══ Data records ══

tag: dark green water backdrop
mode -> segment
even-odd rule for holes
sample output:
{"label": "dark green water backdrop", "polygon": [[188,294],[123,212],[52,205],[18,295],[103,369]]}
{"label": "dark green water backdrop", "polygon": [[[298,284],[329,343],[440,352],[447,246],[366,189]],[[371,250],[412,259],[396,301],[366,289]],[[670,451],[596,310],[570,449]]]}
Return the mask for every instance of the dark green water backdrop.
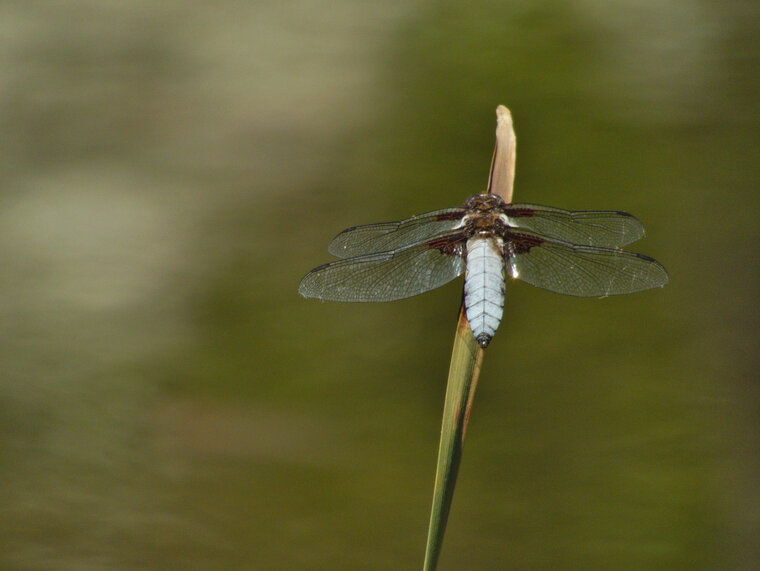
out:
{"label": "dark green water backdrop", "polygon": [[663,290],[513,283],[440,568],[760,567],[756,2],[0,3],[0,567],[419,569],[461,281],[301,299],[485,187]]}

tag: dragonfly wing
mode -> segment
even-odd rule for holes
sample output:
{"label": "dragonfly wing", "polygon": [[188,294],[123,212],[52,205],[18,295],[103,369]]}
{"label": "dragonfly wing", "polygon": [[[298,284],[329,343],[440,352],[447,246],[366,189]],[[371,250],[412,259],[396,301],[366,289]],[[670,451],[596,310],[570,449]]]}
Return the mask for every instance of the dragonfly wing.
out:
{"label": "dragonfly wing", "polygon": [[580,246],[515,232],[505,250],[512,277],[566,295],[606,297],[668,282],[668,274],[657,260],[615,248]]}
{"label": "dragonfly wing", "polygon": [[644,236],[635,216],[612,210],[573,212],[537,204],[510,204],[508,224],[562,242],[582,246],[619,248]]}
{"label": "dragonfly wing", "polygon": [[338,234],[328,250],[338,258],[352,258],[414,246],[453,230],[464,213],[464,208],[447,208],[401,222],[354,226]]}
{"label": "dragonfly wing", "polygon": [[452,241],[337,260],[301,280],[304,297],[326,301],[395,301],[440,287],[464,271]]}

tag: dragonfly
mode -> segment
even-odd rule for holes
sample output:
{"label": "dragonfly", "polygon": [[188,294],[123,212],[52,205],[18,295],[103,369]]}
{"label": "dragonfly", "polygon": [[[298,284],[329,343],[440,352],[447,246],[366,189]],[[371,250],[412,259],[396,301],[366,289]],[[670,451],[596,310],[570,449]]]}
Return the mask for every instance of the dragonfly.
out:
{"label": "dragonfly", "polygon": [[662,264],[622,249],[643,236],[641,222],[626,212],[570,211],[475,194],[463,207],[343,230],[328,247],[340,259],[306,274],[299,292],[325,301],[395,301],[464,273],[467,320],[486,348],[502,318],[507,277],[577,297],[664,286]]}

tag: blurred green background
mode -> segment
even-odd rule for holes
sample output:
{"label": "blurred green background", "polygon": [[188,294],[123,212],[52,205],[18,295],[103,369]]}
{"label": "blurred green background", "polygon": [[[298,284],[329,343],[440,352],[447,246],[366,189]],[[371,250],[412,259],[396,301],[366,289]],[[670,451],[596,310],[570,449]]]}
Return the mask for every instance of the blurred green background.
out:
{"label": "blurred green background", "polygon": [[757,2],[0,4],[0,568],[419,569],[461,281],[297,294],[482,191],[663,290],[508,287],[440,569],[760,568]]}

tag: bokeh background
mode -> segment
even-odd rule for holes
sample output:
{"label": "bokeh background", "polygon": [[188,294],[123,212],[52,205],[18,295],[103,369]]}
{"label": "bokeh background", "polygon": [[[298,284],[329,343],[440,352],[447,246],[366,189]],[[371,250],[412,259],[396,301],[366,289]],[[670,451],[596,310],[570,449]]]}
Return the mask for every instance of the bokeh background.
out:
{"label": "bokeh background", "polygon": [[760,7],[0,3],[0,567],[419,569],[461,282],[297,295],[485,187],[663,290],[510,284],[441,569],[760,567]]}

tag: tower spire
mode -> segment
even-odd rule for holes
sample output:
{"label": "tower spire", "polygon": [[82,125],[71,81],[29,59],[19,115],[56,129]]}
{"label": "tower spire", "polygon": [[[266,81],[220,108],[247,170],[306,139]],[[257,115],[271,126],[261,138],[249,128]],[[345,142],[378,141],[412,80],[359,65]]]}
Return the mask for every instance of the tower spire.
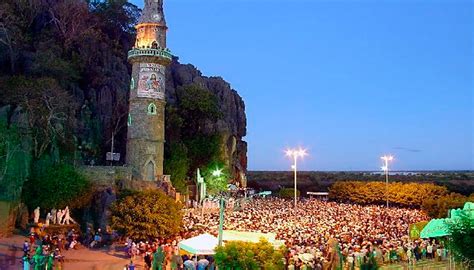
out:
{"label": "tower spire", "polygon": [[133,178],[163,177],[166,67],[172,55],[166,47],[163,0],[145,0],[135,27],[137,39],[128,52],[132,64],[127,131],[127,164]]}
{"label": "tower spire", "polygon": [[152,23],[166,26],[163,12],[163,0],[145,0],[145,7],[138,19],[138,24]]}

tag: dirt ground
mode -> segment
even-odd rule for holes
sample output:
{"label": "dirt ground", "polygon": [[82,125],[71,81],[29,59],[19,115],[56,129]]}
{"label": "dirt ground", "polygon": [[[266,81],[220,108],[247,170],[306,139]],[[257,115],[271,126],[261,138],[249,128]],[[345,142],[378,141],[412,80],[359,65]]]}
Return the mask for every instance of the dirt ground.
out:
{"label": "dirt ground", "polygon": [[[25,237],[15,235],[10,238],[0,238],[0,270],[23,269],[21,264],[22,244]],[[11,246],[16,249],[13,250]],[[100,250],[89,250],[81,247],[78,250],[64,251],[65,263],[63,270],[123,270],[124,266],[130,262],[122,251],[115,251],[114,247]],[[134,261],[136,269],[143,270],[143,260],[137,258]],[[447,262],[424,261],[416,266],[408,267],[405,264],[395,264],[382,266],[382,270],[449,270]],[[453,269],[453,268],[451,268]],[[456,267],[456,269],[461,269]]]}
{"label": "dirt ground", "polygon": [[[21,256],[24,241],[25,237],[19,235],[0,238],[0,270],[23,269]],[[124,252],[115,251],[113,247],[100,250],[81,247],[78,250],[64,251],[63,255],[65,256],[63,270],[123,270],[124,266],[130,262]],[[134,263],[137,265],[136,269],[144,269],[141,258]]]}

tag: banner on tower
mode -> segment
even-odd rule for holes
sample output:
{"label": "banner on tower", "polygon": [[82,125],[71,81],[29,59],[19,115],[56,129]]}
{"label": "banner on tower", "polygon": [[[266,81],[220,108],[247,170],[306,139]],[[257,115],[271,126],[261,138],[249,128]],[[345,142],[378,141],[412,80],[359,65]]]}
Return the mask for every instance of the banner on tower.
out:
{"label": "banner on tower", "polygon": [[165,67],[154,63],[140,63],[137,96],[165,99]]}

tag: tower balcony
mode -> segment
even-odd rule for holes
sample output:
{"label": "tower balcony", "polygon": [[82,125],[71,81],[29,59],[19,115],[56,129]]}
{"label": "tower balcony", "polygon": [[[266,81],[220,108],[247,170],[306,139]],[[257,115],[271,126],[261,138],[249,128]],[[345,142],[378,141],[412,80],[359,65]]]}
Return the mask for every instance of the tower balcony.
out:
{"label": "tower balcony", "polygon": [[171,54],[171,51],[168,48],[133,48],[128,51],[129,61],[133,61],[133,58],[136,57],[158,57],[161,58],[161,60],[164,60],[163,62],[171,62],[171,60],[173,59],[173,55]]}

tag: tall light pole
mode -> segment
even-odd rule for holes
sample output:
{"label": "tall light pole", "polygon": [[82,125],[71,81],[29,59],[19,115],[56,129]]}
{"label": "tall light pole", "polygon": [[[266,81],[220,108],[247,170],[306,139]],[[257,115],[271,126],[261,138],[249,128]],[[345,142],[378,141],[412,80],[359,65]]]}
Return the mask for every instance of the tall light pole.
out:
{"label": "tall light pole", "polygon": [[387,208],[388,208],[388,162],[393,160],[392,155],[385,155],[380,157],[384,161],[384,165],[382,166],[382,170],[385,171],[385,197],[387,199]]}
{"label": "tall light pole", "polygon": [[[212,176],[221,177],[222,169],[215,169],[212,172]],[[219,199],[219,235],[218,235],[218,246],[222,246],[222,234],[224,232],[224,197],[221,196]]]}
{"label": "tall light pole", "polygon": [[301,148],[299,148],[299,149],[288,149],[288,150],[286,150],[286,155],[288,157],[293,158],[293,165],[291,165],[291,167],[293,168],[294,177],[295,177],[295,208],[296,208],[296,204],[297,204],[297,185],[296,185],[296,170],[297,170],[297,167],[296,167],[296,164],[297,164],[298,157],[303,158],[304,156],[307,155],[307,153],[306,153],[306,150],[301,149]]}

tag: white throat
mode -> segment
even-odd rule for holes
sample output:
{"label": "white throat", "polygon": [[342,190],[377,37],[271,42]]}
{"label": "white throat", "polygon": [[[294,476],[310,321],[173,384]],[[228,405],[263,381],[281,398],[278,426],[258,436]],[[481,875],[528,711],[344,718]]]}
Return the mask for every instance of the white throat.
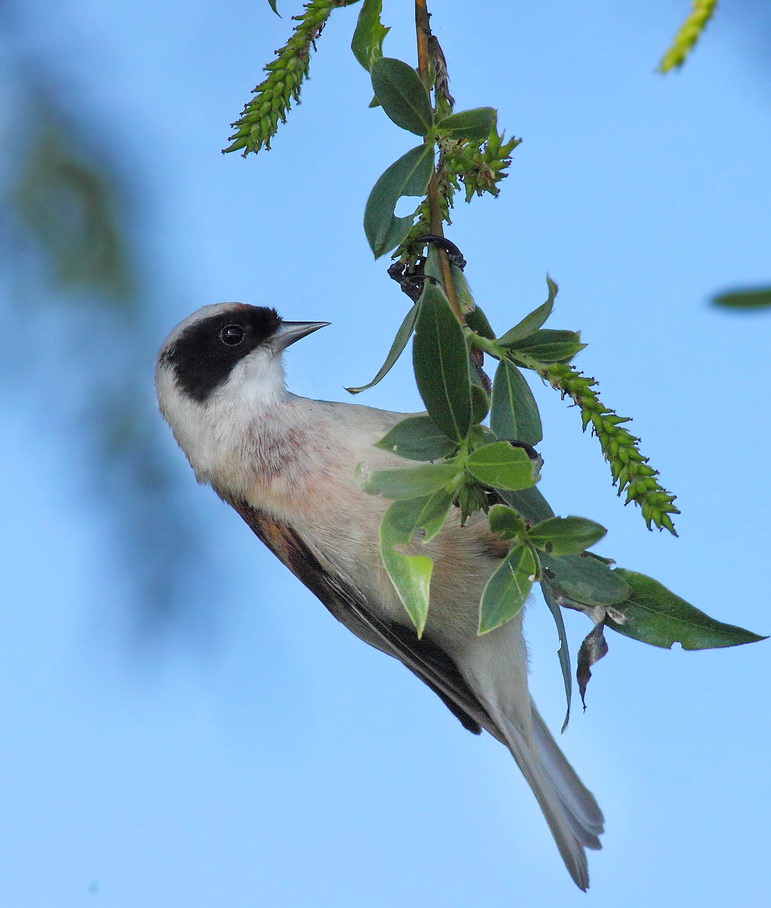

═══

About this task: Show the lines above that include "throat".

Your solution:
tag: white throat
{"label": "white throat", "polygon": [[342,190],[377,37],[271,42]]}
{"label": "white throat", "polygon": [[[294,476],[310,321],[173,384]],[[228,405],[263,381],[281,398],[278,426],[258,436]],[[481,875],[528,711],[344,718]]]}
Return the mask for every instance of the white throat.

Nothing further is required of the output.